## Instructions for the task:
Convert every item below into a two-column CSV with the header input,output, one row per item. Put the item's full text under input and its answer under output, quoting each field and replacing line breaks with spaces.

───── Stored records

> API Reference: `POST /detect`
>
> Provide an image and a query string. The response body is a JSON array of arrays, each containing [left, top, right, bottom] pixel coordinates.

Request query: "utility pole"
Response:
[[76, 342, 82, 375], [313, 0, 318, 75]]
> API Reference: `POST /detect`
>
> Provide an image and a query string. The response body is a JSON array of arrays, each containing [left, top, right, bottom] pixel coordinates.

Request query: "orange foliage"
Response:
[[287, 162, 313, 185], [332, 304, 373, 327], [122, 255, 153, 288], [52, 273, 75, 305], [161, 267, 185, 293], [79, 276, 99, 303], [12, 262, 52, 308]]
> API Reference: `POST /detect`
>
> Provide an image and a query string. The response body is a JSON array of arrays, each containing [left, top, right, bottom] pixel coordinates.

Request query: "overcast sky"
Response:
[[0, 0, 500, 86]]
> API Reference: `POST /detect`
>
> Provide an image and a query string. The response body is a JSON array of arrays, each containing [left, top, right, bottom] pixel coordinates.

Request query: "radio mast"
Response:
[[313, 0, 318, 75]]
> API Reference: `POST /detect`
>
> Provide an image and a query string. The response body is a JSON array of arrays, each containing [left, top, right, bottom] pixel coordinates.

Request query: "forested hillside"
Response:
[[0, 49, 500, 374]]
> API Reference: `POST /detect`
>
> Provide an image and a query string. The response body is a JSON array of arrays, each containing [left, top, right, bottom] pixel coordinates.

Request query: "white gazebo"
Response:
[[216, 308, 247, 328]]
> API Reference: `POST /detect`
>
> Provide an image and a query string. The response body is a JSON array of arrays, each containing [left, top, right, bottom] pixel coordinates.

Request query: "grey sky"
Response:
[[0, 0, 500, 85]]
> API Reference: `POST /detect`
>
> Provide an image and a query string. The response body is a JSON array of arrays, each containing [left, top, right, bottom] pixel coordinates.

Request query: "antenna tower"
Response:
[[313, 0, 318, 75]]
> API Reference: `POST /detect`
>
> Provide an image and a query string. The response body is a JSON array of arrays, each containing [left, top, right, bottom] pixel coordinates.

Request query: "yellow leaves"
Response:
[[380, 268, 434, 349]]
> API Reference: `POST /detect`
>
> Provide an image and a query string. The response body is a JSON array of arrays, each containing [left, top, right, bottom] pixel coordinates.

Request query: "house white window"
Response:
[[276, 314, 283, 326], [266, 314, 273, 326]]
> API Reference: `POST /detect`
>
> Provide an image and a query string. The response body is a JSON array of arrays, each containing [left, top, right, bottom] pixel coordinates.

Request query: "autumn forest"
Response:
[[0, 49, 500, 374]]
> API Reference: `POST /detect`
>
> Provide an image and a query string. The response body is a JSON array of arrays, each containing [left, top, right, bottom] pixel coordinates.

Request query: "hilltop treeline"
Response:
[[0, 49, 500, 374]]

──────────

## Written answer:
input,output
"> API Reference: `POST /detect` > > Provide an image and a query string. The response body is a JSON array of arrays, each containing [left, top, right, bottom] pixel coordinates. Request query: ""utility pole"" Response:","[[76, 342, 82, 375], [313, 0, 318, 75]]"
"> API Reference: `POST /detect` > > Provide an image and a query string. The response body is a JSON array of arrays, each containing [left, top, right, bottom] pixel coordinates. Request query: ""orange foliage"" Response:","[[287, 162, 313, 185], [332, 304, 373, 327], [122, 255, 153, 288], [52, 273, 75, 305], [161, 267, 185, 293], [79, 276, 99, 303], [12, 262, 52, 308]]"
"> API Reference: `POST /detect` > > Provide an image and a query string. The response body is a JSON array of arrays, each containing [left, top, right, bottom] pixel coordinates. Request query: ""overcast sky"" Response:","[[0, 0, 500, 86]]"
"> API Reference: `POST /detect` > > Provide an image and a query string. The response body is a JSON array of arrays, each containing [left, top, right, bottom] pixel coordinates. Request query: ""radio mast"" Response:","[[313, 0, 318, 75]]"
"> API Reference: `POST /detect` > > Provide an image and a query string. The response body is a JSON array of arrays, each containing [left, top, right, bottom] pixel coordinates. Request query: ""forested hillside"" Response:","[[0, 49, 500, 374]]"
"> API Reference: `POST /detect` > > Provide an image and a query string. The response body is a JSON array of arrays, each containing [left, top, right, bottom] pixel coordinates. Request query: ""white gazebo"" Response:","[[216, 308, 247, 328]]"
"> API Reference: `POST /detect` > > Provide an image and a query string. The response body is a JSON array of arrays, each containing [left, top, right, bottom] pixel coordinates. Request query: ""grey sky"" Response:","[[0, 0, 500, 85]]"
"> API Reference: `POST /detect` > > Provide an image and a query string. The response body is a JSON array of arrays, each containing [left, top, right, bottom] pixel coordinates. Request query: ""antenna tower"" Response:","[[313, 0, 318, 75]]"
"> API Reference: `POST /detect` > > Provide an image and a query string. The response body is a JSON array of arrays, each containing [left, top, right, bottom] pixel coordinates. Request query: ""yellow leaves"" Response:","[[380, 268, 434, 349]]"
"> API Reference: `POST /detect` > > Provide an image and a query string. The response body is a JSON array of arrays, each containing [left, top, right, bottom] pixel coordinates. Request query: ""house white window"" Response:","[[276, 314, 283, 326], [266, 314, 273, 326]]"
"> API Reference: `POST /detect` > > Provide an image and a query string. The response body is a JSON array of arrays, each containing [left, top, right, bottom] pixel coordinates. Request query: ""autumn forest"" Response:","[[0, 49, 500, 374]]"
"> API Reference: `POST /detect` > > Provide an image and a query string. The response body is a JSON array of arrays, each containing [left, top, right, bottom] pixel coordinates. Request query: ""hilltop treeline"" Response:","[[0, 49, 500, 374]]"